Return exactly the span of lines in the following data that opens with the line containing "One marker per instance of the power" and closes with the line containing "One marker per instance of the black roof". Include nothing else.

Items listed in a dataset:
= = = =

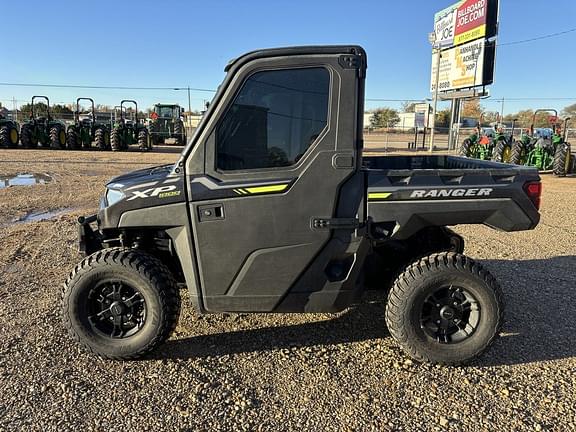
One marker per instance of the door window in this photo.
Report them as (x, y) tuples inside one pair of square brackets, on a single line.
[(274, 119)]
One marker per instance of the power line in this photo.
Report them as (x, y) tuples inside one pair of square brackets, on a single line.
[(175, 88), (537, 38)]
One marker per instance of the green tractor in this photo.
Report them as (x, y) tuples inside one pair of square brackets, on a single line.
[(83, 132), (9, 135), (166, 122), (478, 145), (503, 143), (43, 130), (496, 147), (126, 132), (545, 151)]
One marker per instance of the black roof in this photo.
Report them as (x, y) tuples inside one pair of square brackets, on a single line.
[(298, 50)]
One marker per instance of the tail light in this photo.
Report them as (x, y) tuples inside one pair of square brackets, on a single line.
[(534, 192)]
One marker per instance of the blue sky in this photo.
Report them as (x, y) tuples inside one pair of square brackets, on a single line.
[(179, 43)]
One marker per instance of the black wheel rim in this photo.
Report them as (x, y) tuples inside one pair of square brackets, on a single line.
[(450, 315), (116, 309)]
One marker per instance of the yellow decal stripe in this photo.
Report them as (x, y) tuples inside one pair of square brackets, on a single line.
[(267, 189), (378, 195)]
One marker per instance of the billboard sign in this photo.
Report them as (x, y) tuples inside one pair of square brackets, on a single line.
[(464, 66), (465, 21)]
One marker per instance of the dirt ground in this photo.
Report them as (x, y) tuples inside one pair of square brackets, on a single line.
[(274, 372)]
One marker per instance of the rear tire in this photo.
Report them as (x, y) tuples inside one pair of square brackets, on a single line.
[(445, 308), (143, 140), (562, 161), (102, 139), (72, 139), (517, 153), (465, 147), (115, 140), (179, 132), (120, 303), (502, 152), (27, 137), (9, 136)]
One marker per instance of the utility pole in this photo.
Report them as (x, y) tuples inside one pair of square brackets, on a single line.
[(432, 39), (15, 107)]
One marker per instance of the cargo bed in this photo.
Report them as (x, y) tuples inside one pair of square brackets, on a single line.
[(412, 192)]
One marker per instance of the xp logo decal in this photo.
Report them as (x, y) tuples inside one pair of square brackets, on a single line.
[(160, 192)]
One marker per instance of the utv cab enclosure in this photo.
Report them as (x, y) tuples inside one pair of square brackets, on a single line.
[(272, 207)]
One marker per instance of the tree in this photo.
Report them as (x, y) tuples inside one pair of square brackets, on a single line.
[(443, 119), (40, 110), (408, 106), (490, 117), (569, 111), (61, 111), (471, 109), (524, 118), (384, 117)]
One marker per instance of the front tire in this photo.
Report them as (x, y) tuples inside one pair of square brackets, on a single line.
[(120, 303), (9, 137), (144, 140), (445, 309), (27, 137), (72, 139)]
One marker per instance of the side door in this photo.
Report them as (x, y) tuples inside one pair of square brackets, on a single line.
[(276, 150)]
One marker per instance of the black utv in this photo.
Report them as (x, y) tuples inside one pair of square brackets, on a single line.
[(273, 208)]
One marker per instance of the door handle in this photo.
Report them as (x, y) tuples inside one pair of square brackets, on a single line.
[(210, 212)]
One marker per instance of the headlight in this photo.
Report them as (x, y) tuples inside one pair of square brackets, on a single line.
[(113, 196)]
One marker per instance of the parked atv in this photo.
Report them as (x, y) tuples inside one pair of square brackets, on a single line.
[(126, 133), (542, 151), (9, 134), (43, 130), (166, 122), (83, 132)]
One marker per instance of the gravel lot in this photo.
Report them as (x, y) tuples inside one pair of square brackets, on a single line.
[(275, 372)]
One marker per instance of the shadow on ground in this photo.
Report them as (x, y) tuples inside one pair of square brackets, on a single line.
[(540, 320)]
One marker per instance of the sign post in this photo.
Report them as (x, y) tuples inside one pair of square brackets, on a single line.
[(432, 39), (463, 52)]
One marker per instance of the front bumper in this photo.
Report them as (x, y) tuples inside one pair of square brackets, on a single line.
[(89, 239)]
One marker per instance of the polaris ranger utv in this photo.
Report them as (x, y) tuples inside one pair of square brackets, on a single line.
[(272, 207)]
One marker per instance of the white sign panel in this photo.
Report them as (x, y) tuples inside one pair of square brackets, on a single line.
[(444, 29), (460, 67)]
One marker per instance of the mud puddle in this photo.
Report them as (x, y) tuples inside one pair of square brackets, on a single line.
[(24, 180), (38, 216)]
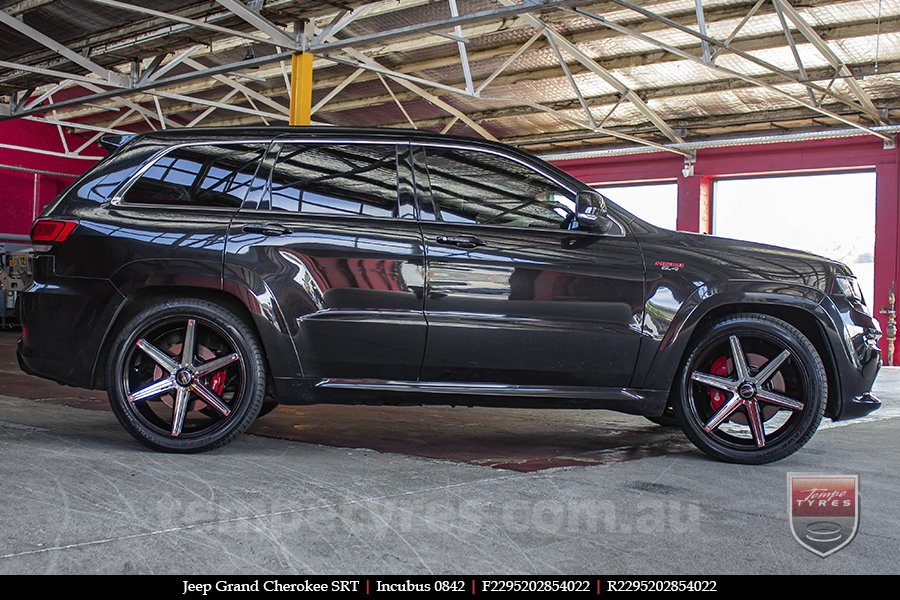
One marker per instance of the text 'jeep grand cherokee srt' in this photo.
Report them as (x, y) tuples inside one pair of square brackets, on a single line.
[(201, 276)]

= = = =

> [The completed task]:
One marker per instance of the power line in this photo.
Report them as (x, y) tuples inside one pair of square brackets, on a single line.
[(175, 88), (537, 38)]
One marker per instance of the green tractor in this photo.
Report them as (x, y) tuples inside one pair of square brackets, on a single line.
[(83, 132), (9, 135), (166, 122), (478, 145), (503, 143), (43, 130), (496, 147), (126, 132), (545, 151)]
One marker per instance of the black roof in this photo.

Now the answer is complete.